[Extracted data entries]
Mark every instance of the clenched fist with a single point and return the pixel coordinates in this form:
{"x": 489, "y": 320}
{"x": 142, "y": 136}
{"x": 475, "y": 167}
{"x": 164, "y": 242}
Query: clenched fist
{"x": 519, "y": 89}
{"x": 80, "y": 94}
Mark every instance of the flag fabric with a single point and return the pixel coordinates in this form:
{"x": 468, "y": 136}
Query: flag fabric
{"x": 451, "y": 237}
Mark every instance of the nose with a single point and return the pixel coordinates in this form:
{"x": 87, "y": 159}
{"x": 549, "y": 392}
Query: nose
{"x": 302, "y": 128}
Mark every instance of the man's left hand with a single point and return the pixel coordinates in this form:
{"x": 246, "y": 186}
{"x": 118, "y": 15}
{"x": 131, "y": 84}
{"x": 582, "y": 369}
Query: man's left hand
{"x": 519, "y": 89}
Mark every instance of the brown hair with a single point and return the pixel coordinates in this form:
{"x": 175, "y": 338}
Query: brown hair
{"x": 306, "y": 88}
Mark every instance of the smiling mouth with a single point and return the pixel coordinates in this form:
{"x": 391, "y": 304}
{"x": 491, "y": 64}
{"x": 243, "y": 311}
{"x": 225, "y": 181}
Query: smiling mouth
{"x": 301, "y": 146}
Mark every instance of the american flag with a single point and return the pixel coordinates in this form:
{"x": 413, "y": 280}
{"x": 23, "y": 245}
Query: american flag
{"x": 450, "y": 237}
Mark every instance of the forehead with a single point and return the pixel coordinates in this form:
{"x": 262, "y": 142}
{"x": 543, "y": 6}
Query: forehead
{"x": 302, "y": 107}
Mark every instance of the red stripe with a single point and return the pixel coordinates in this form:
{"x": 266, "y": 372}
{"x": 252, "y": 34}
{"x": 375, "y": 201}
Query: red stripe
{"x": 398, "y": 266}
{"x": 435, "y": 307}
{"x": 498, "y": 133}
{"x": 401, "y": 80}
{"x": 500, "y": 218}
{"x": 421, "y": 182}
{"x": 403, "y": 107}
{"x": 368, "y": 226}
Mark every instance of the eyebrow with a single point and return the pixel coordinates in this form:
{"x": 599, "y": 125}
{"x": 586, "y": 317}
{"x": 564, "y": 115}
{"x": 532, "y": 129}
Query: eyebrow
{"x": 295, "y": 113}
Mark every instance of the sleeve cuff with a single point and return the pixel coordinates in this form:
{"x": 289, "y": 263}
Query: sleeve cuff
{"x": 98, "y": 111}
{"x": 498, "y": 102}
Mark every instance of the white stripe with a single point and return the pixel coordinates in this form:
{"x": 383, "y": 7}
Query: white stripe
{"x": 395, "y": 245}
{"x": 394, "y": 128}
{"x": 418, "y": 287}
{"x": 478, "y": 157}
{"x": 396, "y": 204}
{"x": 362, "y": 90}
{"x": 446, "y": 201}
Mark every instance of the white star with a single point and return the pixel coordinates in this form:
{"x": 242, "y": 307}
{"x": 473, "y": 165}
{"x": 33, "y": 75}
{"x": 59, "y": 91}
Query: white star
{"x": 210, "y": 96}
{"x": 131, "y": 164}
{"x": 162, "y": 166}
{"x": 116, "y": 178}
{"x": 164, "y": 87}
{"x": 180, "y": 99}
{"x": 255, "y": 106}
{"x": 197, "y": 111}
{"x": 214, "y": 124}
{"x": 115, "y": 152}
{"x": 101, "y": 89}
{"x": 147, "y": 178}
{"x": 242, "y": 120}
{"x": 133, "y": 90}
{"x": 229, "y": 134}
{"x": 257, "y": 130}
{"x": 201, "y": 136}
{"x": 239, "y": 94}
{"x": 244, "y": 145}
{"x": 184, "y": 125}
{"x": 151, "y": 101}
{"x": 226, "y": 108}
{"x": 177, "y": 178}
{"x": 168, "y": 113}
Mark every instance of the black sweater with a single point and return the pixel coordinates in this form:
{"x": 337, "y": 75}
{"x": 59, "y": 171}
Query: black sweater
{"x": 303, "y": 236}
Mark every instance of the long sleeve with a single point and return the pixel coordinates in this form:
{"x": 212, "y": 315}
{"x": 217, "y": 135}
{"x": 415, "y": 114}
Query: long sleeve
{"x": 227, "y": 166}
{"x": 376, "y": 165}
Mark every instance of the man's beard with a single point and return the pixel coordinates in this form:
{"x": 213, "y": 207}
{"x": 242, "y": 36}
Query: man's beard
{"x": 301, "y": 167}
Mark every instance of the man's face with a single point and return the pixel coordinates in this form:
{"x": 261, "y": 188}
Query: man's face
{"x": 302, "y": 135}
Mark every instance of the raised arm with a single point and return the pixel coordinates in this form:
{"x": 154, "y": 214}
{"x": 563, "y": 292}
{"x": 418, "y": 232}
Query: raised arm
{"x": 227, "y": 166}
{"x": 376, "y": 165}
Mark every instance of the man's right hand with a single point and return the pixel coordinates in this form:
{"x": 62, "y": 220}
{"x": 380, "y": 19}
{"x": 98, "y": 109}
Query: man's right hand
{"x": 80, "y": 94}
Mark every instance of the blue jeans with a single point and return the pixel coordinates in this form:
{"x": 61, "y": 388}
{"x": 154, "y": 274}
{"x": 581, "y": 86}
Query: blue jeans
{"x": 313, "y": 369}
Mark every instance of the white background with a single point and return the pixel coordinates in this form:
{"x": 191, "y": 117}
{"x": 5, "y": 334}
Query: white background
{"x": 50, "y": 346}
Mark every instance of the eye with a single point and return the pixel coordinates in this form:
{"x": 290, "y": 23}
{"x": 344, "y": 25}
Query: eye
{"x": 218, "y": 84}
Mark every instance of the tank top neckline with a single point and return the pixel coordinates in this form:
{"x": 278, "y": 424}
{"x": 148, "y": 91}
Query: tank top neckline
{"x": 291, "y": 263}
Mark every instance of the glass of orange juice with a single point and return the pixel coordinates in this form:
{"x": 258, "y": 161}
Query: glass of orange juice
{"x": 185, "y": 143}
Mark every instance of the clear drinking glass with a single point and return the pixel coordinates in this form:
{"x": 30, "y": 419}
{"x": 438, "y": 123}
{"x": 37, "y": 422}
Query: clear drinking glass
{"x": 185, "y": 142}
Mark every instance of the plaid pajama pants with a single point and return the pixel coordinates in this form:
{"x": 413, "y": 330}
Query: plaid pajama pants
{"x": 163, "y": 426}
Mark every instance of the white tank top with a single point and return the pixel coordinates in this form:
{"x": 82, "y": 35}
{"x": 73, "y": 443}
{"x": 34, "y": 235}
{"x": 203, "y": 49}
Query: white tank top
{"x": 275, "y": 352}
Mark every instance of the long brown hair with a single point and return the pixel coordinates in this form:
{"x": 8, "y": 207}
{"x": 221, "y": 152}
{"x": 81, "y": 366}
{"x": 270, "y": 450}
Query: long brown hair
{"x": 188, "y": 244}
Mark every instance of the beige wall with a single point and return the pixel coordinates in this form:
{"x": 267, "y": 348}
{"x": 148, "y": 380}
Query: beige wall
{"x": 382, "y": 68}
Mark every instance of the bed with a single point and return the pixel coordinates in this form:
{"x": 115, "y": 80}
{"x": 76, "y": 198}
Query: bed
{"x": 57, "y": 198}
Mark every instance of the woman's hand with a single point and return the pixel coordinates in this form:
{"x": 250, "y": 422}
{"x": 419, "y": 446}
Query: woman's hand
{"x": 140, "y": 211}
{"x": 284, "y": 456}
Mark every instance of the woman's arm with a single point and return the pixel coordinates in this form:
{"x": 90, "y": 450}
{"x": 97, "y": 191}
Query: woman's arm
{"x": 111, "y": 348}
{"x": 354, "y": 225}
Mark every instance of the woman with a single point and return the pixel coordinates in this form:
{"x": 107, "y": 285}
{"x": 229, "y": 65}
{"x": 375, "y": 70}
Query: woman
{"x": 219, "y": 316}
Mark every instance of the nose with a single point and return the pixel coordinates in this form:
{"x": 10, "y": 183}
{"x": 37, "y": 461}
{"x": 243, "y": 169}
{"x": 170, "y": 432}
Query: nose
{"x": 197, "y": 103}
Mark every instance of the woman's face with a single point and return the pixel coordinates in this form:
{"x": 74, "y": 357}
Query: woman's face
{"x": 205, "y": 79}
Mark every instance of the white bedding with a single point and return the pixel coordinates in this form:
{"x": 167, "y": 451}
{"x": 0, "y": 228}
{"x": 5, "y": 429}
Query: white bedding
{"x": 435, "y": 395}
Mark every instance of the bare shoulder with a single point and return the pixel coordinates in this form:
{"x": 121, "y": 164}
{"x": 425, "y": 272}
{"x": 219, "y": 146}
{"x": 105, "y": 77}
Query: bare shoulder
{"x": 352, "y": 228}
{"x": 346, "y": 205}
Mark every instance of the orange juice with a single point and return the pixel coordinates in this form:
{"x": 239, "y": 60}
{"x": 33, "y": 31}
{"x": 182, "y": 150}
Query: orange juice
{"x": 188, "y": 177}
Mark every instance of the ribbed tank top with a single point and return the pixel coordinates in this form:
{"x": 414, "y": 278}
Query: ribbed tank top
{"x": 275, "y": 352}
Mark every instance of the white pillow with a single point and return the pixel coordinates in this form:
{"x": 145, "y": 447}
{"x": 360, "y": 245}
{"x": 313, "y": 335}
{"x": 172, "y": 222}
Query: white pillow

TASK GOAL —
Provide only the count of lines above in which the word "pillow" occurs.

RESULT BELOW —
2